▶ _RECORDS PROVIDED_
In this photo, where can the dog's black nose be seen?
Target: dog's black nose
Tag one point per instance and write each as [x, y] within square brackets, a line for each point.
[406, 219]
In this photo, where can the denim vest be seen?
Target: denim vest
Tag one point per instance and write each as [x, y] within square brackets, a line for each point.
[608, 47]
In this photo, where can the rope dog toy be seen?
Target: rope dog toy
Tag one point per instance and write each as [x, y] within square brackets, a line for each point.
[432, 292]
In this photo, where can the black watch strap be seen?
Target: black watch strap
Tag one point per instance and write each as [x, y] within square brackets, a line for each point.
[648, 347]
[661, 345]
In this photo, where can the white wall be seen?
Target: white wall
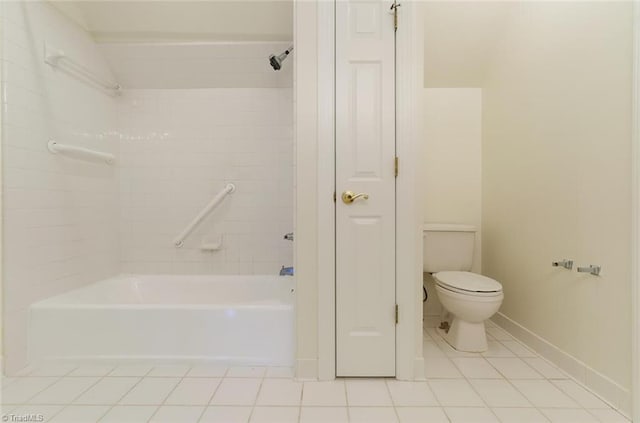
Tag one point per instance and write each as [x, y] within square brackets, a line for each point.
[556, 182]
[451, 168]
[179, 149]
[60, 215]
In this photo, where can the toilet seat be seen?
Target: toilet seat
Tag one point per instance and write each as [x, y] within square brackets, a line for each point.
[468, 283]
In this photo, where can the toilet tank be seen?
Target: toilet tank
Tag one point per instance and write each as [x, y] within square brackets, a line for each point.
[447, 247]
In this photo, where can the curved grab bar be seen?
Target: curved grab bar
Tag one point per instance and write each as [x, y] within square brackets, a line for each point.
[179, 240]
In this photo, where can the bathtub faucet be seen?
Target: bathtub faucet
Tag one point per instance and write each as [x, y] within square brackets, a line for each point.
[286, 271]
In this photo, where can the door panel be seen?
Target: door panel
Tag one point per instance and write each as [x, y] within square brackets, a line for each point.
[365, 152]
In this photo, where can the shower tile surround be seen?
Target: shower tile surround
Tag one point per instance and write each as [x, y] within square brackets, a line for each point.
[60, 215]
[178, 149]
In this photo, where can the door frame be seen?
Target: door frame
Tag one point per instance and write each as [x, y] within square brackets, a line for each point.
[409, 56]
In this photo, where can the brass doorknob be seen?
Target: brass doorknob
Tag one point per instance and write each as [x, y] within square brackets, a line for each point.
[349, 197]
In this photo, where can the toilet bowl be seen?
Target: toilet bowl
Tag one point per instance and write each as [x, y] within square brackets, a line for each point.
[469, 299]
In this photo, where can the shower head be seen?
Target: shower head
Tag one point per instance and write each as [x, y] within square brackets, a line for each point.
[276, 61]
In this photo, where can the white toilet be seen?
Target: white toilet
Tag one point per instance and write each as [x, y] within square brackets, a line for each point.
[468, 298]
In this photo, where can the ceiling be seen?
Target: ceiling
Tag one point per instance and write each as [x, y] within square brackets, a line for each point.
[182, 20]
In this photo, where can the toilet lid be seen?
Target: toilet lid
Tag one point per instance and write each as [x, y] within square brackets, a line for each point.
[468, 281]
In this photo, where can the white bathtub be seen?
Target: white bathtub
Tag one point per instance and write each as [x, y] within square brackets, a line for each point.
[233, 320]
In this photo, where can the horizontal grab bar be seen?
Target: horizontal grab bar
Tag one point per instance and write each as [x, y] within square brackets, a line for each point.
[179, 241]
[80, 152]
[58, 59]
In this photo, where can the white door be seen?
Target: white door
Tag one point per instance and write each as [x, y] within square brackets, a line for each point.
[365, 157]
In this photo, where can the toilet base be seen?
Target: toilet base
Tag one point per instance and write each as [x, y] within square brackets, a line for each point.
[465, 336]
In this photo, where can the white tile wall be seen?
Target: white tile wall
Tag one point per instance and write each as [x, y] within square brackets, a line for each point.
[179, 148]
[60, 216]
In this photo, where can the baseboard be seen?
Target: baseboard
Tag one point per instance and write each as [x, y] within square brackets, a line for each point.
[307, 369]
[612, 393]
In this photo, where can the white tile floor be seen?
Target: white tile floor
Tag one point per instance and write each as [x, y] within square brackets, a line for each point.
[508, 383]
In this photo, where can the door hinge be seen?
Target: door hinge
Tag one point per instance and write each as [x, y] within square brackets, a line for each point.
[394, 7]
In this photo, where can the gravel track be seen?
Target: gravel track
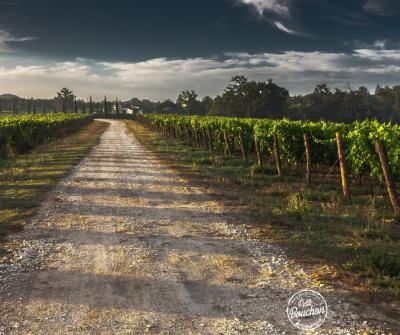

▶ _SHORT TASK_
Rewrite every one of the entries with "photo" changed to "image" and everything else kept the same. Leave out the pictures.

▶ _WRITTEN ANSWER_
In this image, where can the dog's black nose be seen?
Target: dog's black nose
Tag one point per instance and write each as [x, y] within square brackets, a line for each point.
[406, 219]
In this image, where can the denim vest be seen?
Target: denim vest
Tag one point per instance and write each as [x, y] within square brackets, a line for each point.
[608, 47]
In this image, where can the rope dog toy be seen?
Target: rope dog toy
Tag one point per instance and write each as [x, y] within square brackets, a line for each point.
[432, 292]
In this image, where can the black watch strap be seen?
Target: black watch strap
Tag one point per instance and write each as [x, y] within square brackets, a line for each point.
[648, 347]
[661, 345]
In this image, where can the white wall be seen?
Target: white wall
Tag one point per instance and write each as [x, y] within square brackets, a line for each point.
[556, 182]
[451, 168]
[179, 149]
[60, 215]
In this image, where can the toilet seat be seen?
Target: toilet seat
Tag one point per instance and write each as [x, y] within square brackets, a line for each point.
[468, 283]
In this image, where can the toilet tank be seen?
Target: toilet tank
Tag one point per instance and write each as [x, y] within square brackets, a line for each point.
[447, 247]
In this image, where can the curved grab bar be seen?
Target: curved grab bar
Tag one point per instance and write each as [x, y] within square brackets, a line for each point.
[179, 240]
In this image, where can the bathtub faucet be seen?
Target: bathtub faucet
Tag one point per instance and write each as [x, y] within square brackets, a line for each point.
[286, 271]
In this image, where can the door panel be seen?
Target: door panel
Tag one point per instance and write each as [x, y] within square brackets, a line for each point.
[365, 152]
In this image, where can the shower tile surround be seen?
Target: shower tile surround
Tag one point per instance and write each as [x, y] within square brackets, a line for each point.
[60, 215]
[178, 149]
In this image, where can the door frame be seen?
Target: door frame
Tag one point per instance and write each as [x, y] within square brackets, a line for each point.
[409, 56]
In this image, where can the brass doorknob be seen?
Target: brass doorknob
Tag one point per instance and write each as [x, y] within square brackets, a line for each point.
[349, 197]
In this image, where can the toilet bowl be seen?
Target: toilet bowl
Tag one point per instance and write each as [x, y] within square brackets, a line for each point.
[469, 299]
In this image, where can the shower head be seen?
Target: shower head
Tag one point per instance and write each as [x, y] within square brackets, a line for each point.
[276, 61]
In this image, where can the white toilet be seen?
Target: white toilet
Tag one point per instance and write each as [x, y] within square brackets, a line for each point.
[468, 298]
In this image, where can the ceiling be seen?
Target: ceiling
Tag one point per instance and write each as [x, y] within square brackets, a line for each point.
[182, 20]
In this image, where can the toilet lid be seen?
Target: toilet lid
Tag one point per instance and write each as [x, y] within square brackets, a line for each point.
[468, 281]
In this image, where can the white bathtub be seen?
Target: white bathtub
Tag one point per instance and write each as [x, y] within square brackets, a line for each point.
[233, 320]
In this image, where can the horizontal grab bar be seen?
Target: horizontal grab bar
Tag one point per instance and write each as [x, y] within square brackets, a line for each point.
[179, 241]
[80, 152]
[58, 59]
In this image, where can the white door be seen?
Target: white door
Tag one point per instance and write each as [x, y] within square brackets, a line for each point.
[365, 157]
In this image, where can the toilet base be seen?
Target: toilet base
Tag one point per instance and write each as [x, y] within square brackets, a line for each point.
[465, 336]
In this image, where can the white tile wall be seen?
Target: white tile wall
Tag one point per instance and write each as [x, y] within square brackets, a line for each point.
[179, 148]
[60, 216]
In this image, where can the baseboard be seen?
Target: baseboard
Tag one point per instance and write each as [x, y] within square brackets, a line for each point.
[307, 369]
[612, 393]
In this image, where can the white tile floor be seen?
Target: white tile floor
Tag one point per instance and write each as [x, y] within square brackets, a line for each point.
[508, 383]
In this image, where can the door hinge be seen?
Target: door hinge
Tag one point per instance and write each as [x, y] within square brackets, a line for each point.
[394, 7]
In this image, where can the gravel track be seen?
Target: gravel track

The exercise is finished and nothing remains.